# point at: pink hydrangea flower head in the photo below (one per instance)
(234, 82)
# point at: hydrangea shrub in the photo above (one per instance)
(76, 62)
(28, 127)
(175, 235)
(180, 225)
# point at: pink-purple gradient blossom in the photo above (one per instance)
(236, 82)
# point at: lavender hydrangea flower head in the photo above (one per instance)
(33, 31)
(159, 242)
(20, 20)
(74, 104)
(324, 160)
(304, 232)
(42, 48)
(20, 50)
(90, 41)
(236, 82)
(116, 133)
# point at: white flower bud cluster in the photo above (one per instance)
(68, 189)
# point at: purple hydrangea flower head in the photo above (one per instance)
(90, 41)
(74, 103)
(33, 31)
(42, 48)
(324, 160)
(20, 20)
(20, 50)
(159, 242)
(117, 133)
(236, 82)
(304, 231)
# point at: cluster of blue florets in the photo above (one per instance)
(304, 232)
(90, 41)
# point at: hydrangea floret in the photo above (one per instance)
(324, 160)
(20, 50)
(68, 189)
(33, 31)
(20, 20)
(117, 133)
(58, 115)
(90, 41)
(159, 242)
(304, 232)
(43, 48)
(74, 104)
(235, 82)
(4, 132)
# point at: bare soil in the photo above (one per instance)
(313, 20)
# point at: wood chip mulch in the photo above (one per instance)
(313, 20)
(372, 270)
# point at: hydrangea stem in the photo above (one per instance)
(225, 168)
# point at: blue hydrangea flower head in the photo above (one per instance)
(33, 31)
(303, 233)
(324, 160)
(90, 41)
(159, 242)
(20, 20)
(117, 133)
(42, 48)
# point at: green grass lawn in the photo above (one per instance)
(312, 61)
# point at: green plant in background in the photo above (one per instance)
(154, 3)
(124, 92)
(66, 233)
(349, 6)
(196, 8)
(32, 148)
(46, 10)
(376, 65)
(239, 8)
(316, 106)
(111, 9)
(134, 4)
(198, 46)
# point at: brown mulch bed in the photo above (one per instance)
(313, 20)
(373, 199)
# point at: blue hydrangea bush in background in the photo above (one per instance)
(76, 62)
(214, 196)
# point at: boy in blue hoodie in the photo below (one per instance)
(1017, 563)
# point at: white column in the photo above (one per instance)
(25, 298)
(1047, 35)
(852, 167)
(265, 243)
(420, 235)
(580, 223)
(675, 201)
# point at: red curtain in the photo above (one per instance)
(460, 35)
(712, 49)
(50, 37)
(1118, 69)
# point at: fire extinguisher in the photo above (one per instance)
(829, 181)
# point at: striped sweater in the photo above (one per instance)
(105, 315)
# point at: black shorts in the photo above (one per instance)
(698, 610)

* * *

== THE EXERCISE ==
Quote each line above in full, word for word.

== TASK ANSWER ==
# point at: pink hydrangea flower head in the photo below (one per instance)
(234, 82)
# point at: hydrangea shrub in the photo above (one per instance)
(76, 62)
(28, 127)
(175, 235)
(180, 225)
# point at: pink-purple gradient blossom in the photo above (one per instance)
(236, 82)
# point at: lavender hydrangea flower head in the photo above (one per instance)
(33, 31)
(159, 242)
(20, 20)
(74, 104)
(324, 160)
(304, 232)
(42, 48)
(20, 50)
(90, 41)
(236, 82)
(116, 133)
# point at: white flower bud cluster in the photo above (one per instance)
(68, 189)
# point at: purple hydrangea flower head in the photo above (one per instance)
(90, 41)
(74, 103)
(33, 31)
(42, 48)
(324, 160)
(20, 20)
(20, 50)
(159, 242)
(117, 133)
(236, 82)
(304, 231)
# point at: cluster of blue florets in the photo above (one per instance)
(304, 232)
(90, 41)
# point at: hydrangea floret in the photo above (one per instance)
(324, 160)
(20, 50)
(68, 189)
(33, 31)
(20, 20)
(117, 133)
(58, 115)
(90, 41)
(159, 242)
(304, 232)
(43, 48)
(74, 104)
(235, 82)
(4, 132)
# point at: bare soil in the photo above (one per instance)
(313, 20)
# point at: wood chip mulch in the photo above (one per instance)
(313, 20)
(372, 270)
# point at: hydrangea stem in the photo above (one per instance)
(225, 168)
# point at: blue hydrangea flower head in the photo above (one per instance)
(33, 31)
(303, 233)
(324, 160)
(90, 41)
(159, 242)
(20, 20)
(117, 133)
(42, 48)
# point at: green grass lawn in the photo above (one per instance)
(312, 61)
# point at: green plant in background in the photo above (one per instance)
(154, 3)
(124, 92)
(66, 233)
(349, 6)
(196, 8)
(32, 148)
(46, 10)
(376, 65)
(239, 8)
(316, 106)
(111, 9)
(134, 4)
(198, 46)
# point at: brown mulch bed in the photo above (one per instance)
(313, 20)
(373, 199)
# point at: blue hydrangea bush in background in the photo above (one per instance)
(76, 62)
(214, 196)
# point at: boy in blue hoodie in the photo below (one per instance)
(1017, 563)
# point at: white column in the photo above (one per instance)
(25, 298)
(1047, 35)
(852, 167)
(265, 243)
(420, 235)
(580, 223)
(675, 201)
# point at: red curtain in the photo above (one per instance)
(460, 35)
(712, 49)
(50, 37)
(1118, 69)
# point at: fire extinguisher in the photo above (one per instance)
(829, 181)
# point at: striped sweater in the photo above (one per instance)
(105, 315)
# point at: black shorts in the photo above (one per instance)
(698, 610)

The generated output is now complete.